## Given information
— START —

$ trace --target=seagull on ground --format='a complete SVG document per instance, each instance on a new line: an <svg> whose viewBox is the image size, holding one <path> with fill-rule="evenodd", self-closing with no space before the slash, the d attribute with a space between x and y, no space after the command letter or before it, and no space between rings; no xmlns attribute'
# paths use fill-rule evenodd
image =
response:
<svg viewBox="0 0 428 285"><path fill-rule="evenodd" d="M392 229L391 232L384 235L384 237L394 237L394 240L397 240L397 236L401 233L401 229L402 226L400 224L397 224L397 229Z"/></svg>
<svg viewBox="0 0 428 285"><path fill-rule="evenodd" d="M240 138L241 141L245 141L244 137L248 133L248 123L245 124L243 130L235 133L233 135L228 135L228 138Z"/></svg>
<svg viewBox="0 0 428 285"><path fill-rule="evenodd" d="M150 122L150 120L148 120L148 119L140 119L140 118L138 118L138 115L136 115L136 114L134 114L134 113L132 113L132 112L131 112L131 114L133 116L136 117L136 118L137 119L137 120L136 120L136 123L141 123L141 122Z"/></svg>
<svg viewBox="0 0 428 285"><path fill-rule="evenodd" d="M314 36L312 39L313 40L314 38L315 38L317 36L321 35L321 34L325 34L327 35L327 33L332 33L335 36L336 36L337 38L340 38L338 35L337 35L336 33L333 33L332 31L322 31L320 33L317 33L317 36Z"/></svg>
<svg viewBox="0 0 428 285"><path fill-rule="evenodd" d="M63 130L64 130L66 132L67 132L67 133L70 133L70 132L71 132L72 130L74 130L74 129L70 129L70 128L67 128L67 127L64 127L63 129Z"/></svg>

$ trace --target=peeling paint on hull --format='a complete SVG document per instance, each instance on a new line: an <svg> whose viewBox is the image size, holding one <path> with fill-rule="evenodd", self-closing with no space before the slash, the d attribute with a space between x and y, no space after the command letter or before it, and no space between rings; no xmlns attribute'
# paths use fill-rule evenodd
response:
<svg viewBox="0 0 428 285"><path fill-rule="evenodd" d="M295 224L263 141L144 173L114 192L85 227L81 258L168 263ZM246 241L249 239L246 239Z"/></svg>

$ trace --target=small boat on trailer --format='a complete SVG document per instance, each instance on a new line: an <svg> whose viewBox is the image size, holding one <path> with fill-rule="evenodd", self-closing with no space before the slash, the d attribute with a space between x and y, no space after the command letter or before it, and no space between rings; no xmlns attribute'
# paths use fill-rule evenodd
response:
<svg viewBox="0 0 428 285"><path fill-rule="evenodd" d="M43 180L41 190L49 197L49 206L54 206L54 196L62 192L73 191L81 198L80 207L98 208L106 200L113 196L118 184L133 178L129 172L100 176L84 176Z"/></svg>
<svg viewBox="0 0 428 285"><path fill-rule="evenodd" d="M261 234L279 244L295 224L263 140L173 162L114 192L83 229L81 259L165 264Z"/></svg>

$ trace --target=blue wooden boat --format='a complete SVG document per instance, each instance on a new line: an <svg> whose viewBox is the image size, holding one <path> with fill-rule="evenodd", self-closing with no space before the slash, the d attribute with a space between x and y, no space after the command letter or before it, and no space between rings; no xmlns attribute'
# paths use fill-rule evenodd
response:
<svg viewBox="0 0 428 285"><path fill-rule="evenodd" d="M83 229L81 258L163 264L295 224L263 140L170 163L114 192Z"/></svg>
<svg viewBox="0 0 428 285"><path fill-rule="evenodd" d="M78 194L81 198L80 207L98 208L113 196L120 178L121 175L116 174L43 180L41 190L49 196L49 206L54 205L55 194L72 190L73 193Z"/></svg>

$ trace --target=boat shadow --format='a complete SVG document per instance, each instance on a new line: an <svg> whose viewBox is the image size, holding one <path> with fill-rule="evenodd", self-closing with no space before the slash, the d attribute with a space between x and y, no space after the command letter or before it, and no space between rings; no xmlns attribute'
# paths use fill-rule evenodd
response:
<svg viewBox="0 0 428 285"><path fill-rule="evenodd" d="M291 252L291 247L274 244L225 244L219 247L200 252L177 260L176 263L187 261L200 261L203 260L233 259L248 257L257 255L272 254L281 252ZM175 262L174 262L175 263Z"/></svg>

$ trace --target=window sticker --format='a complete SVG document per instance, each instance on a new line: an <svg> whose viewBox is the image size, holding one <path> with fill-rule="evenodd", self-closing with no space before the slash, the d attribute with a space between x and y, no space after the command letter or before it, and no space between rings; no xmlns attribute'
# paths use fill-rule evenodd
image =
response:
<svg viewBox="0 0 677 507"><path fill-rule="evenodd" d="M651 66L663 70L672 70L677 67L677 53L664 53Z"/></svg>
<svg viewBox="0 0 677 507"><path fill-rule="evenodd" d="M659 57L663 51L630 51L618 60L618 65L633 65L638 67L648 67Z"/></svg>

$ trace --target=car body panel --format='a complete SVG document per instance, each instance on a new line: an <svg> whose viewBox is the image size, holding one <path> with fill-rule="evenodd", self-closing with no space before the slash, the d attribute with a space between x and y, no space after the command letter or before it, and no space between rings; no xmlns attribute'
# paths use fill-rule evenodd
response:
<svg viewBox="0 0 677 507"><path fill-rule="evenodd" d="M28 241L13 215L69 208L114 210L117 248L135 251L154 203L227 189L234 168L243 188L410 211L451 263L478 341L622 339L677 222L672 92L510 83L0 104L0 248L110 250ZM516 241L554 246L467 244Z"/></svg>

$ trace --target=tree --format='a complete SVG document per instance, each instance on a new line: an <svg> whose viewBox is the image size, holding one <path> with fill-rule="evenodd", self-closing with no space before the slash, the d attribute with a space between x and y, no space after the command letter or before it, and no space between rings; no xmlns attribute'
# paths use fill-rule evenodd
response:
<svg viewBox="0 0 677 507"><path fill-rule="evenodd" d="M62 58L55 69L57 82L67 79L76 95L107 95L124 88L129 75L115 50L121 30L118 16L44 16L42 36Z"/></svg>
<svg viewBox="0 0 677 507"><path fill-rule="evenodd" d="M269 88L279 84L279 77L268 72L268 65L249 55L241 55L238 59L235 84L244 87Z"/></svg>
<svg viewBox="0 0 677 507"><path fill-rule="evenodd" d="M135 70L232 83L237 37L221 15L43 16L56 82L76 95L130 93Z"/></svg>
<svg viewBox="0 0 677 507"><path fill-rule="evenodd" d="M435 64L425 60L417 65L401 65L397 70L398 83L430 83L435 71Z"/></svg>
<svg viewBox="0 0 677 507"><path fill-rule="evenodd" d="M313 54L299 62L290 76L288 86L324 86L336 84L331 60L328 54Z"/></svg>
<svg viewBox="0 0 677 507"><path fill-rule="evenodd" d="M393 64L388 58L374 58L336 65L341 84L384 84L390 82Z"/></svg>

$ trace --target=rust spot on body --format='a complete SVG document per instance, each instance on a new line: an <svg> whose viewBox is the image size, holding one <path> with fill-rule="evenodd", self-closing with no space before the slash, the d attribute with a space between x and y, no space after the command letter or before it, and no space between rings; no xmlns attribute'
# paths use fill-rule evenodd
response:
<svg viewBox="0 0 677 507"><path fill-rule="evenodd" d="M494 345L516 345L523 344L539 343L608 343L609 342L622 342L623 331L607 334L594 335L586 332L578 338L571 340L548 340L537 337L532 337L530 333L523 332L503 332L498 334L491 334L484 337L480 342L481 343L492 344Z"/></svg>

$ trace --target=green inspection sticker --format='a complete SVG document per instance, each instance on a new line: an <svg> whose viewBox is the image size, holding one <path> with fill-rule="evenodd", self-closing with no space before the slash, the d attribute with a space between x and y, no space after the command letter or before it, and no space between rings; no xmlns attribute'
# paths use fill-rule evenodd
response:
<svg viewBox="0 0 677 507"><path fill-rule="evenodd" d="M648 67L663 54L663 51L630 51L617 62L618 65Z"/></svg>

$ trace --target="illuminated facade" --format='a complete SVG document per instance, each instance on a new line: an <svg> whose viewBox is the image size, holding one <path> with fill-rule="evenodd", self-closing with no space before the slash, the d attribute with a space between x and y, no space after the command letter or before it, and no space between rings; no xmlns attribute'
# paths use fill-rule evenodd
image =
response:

— END —

## Exercise description
Report every line of the material that contains the string "sticker".

## Task output
$ trace --target=window sticker --format='a complete SVG document per instance, each instance on a new line: an <svg> whose viewBox is the image size, holding one <path> with fill-rule="evenodd", self-closing with no space before the slash, the d attribute with a space between x and y, no space after the command letter or before it, and no space between rings; no xmlns attribute'
$ trace --target=green inspection sticker --format='a complete SVG document per instance, each instance on a new line: an <svg> whose viewBox is the image size, holding one <path> with fill-rule="evenodd", self-closing with no space before the slash, the d attribute with a space between x and y, no space after the command letter or before it, and no space between rings; no xmlns attribute'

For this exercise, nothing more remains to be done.